En el caso que nos ocupa, es el sentido que adquiere el ser hombre joven de aquellos que participan en las prácticas sociales de violencia. Al mismo tiempo que se van construyendo las figuras y significaciones de lo masculino, del ser hombre, van teniendo lugar y presencia diversas formas de violencias que tiñen dichas categorías lingüísticas junto con las experiencias que van conformando el sentido, la percepción y el discernimiento de lo que es ser hombre y joven. Estos procesos permiten también a un sujeto saberse y sentirse cholo, pandillero, rebelde o criminal. Cuerpo, sentimiento, cognición, intuición, palabra y práctica van dando forma al rostro de una masculinidad despojada de los privilegios de su género pero asida al recurso último, la violencia extrema. Adam Baird (2012) señala, en el caso de los jóvenes varones que participan como actores armados en la periferia de Medellín, que estos muchachos, dispuestos a "convertirse en hombres" o asumir un proceso de masculinización, implican habitus masculinos que transmiten entre generaciones comportamientos masculinos, en este caso la reproducción de la violencia.

El fenómeno de los jóvenes lumpen habla de la relación entre cuerpo, espacio, ciudad, sociedad, que se configuran como entidades figurativas marcadas por la historia. Tanto la biografía de una persona como la cronología de una ciudad, ambas inconclusas, se entretejen y se determinan mutuamente, así como se entretejen las diversas violencias inherentes entre la vida personal y social y que dejan marcas.
▬▬▬
- QUÉ SE PIDE -
A - Responde estas preguntas sobre el texto sobre masculinidad juvenil y violencia:
(i) ¿A qué recurso último queda asida la masculinidad despojada de los privilegios de su género?
(ii) ¿En la periferia de qué ciudad participan como actores armados los jóvenes varones que menciona Adam Baird?
(iii) ¿Qué dos cosas, ambas inconclusas, se entretejen y se determinan mutuamente?
B - Escribe la continuación del texto sobre masculinidad juvenil y violencia a partir de su última oración.
El listado no guarda relación con el texto sobre masculinidad juvenil y violencia.

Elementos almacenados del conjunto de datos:
▬▬▬
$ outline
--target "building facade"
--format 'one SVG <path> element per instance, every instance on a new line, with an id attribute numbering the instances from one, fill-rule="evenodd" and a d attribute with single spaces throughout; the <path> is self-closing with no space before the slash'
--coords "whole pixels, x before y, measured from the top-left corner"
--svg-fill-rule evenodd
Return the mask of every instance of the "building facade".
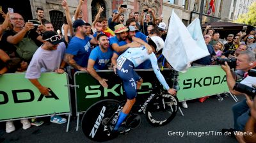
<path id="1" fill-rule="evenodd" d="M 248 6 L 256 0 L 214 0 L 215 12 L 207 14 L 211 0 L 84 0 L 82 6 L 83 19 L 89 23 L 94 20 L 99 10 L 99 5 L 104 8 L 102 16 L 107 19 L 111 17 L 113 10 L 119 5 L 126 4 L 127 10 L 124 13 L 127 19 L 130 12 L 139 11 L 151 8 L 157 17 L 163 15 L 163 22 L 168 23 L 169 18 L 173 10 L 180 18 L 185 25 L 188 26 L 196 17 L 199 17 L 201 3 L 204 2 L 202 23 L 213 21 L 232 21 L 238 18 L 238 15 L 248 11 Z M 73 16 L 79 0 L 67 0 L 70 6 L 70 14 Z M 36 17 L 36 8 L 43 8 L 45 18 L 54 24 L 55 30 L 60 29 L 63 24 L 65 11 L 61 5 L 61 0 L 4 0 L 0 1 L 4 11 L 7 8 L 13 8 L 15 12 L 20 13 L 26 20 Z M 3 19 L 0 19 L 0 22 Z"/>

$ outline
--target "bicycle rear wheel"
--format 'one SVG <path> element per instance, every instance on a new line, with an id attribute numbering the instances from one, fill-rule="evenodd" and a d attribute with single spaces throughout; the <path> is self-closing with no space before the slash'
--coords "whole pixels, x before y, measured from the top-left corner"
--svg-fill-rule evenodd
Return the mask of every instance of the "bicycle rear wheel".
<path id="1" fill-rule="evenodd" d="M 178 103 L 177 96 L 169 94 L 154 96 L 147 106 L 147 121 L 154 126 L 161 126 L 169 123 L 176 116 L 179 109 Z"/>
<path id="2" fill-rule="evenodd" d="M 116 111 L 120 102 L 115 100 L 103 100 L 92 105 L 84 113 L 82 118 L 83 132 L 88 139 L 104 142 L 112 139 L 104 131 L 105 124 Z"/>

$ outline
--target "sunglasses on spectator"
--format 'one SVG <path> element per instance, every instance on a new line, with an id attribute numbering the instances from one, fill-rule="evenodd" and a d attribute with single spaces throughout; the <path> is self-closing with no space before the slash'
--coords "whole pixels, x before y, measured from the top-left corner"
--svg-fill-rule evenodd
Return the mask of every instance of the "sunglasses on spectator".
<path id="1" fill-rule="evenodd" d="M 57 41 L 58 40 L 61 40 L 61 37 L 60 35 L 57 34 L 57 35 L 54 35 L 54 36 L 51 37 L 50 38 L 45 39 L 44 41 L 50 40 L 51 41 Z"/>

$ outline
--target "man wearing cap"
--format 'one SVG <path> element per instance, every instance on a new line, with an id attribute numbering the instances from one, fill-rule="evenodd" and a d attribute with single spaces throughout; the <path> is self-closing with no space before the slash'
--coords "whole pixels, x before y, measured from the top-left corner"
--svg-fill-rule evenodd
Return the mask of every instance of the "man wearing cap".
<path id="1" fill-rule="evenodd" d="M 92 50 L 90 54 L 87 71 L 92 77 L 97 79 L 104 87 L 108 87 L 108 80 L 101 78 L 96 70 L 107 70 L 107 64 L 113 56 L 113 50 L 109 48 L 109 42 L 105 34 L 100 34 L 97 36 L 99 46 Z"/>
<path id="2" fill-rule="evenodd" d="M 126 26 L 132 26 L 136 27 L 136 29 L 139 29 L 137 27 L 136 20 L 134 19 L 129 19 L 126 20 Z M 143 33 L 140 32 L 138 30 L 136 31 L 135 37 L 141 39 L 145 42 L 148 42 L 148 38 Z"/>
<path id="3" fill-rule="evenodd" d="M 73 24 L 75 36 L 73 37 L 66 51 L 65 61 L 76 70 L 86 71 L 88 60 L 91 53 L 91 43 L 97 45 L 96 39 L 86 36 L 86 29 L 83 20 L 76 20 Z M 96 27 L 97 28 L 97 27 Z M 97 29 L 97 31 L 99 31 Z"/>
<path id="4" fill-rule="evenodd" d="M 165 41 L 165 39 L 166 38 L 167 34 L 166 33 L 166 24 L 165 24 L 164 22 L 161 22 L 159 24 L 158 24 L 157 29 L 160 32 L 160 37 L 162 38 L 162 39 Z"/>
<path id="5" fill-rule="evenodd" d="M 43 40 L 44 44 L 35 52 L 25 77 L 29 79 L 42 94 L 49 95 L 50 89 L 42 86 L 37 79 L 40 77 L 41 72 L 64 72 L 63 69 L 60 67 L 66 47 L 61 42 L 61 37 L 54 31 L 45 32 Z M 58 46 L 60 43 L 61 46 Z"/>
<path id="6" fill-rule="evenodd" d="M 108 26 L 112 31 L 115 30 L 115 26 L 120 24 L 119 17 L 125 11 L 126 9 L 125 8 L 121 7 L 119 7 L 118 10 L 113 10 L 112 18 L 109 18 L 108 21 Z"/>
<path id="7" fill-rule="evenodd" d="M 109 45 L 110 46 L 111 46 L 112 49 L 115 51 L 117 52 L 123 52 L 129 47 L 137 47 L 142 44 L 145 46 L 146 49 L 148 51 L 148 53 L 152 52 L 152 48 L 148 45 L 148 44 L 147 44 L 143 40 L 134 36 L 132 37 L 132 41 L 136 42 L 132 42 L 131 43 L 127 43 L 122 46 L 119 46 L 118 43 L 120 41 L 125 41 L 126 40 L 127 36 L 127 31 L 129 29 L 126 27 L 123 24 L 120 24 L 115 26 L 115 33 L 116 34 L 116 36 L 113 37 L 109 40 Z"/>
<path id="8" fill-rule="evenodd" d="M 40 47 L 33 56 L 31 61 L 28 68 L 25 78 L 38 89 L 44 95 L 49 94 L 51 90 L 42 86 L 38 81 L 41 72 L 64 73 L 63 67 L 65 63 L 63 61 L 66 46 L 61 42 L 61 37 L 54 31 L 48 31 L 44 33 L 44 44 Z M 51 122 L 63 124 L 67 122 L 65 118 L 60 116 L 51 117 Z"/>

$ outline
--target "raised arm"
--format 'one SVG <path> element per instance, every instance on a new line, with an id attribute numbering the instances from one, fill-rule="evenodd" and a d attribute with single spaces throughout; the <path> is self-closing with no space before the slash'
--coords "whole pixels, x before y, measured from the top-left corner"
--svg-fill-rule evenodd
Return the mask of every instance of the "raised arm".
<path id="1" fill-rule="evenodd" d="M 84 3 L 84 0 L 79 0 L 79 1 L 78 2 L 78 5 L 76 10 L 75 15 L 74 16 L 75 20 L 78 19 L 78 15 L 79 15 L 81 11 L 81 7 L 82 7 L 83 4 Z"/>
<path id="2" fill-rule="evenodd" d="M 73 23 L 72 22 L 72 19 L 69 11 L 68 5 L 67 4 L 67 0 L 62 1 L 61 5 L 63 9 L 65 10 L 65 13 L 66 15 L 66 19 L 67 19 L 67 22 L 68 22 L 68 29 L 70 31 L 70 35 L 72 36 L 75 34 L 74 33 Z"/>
▬▬▬
- RESPUESTAS DADAS -
A -
(i) A la violencia extrema.
(ii) Medellín.
(iii) La biografía de una persona y la cronología de una ciudad.

B -
Memoria y subjetividad masculina

Las narrativas individuales que analizo en este trabajo dan cuenta de cómo estos sujetos se enmarcan en procesos y vínculos sociales más amplios. La memoria habla de una resignificación de acontecimientos bajo la marca emocional que se imprimió en el cuerpo propio y el cuerpo social, interrelacionados. Los hombres de los que se habla corresponden a una subjetividad situada en un momento de la historia; en una sociedad y en una clase social, pobres en una ciudad fronteriza; con un género designado, el masculino; en un entramado familiar específico, generalmente problemático; en un determinado barrio y un contexto social y cultural, marginal y estigmatizado, de jóvenes contra jóvenes, de pobres contra pobres. Cuatro jóvenes reconstruyen y resignifican su pasado y su presente como ex pandilleros en Ciudad Juárez.

En los estudios sobre masculinidad se ha hecho referencia al peso de la masculinidad dominante o hegemónica y aquellas que son subordinadas y estigmatizadas, como la de los obreros o los gays. Así como la orientación sexual o la profesión marcan posicionamientos diferentes en la estructura social, también la edad constituye otro factor de distinción. En la década de los sesenta, Erving Goffman ya señalaba que en Estados Unidos el modelo dominante de masculinidad estaba determinado por ser joven, blanco, heterosexual, casado, urbano, de clase media, profesionista y deportista (Goffman en Kimmel, 1997). Al menos dos de estos requisitos, ser casado o profesionista, excluyen a aquellos que no han alcanzado determinada edad. Por ejemplo, los varones jóvenes llamados adolescentes no podrían adquirir aún el estatus de hombre a cabalidad. Por ello, la búsqueda que muchos jóvenes inician a edades tempranas va ligada con las prácticas sociales de violencia como forma de adquirir un aprendizaje que lleve o acerque al modelo de masculinidad dominante.

En numerosas ocasiones se ha reiterado que la violencia constituye un elemento identitario de los hombres; también puede considerarse que"la acción violenta tiene un sentido específico en la construcción de la identidad masculina de los jóvenes" (De la O y Flores, 2012: 13). En la vida de un joven hay lógicas de violencia que resultan significativas en la construcción de su identidad (Ibid.).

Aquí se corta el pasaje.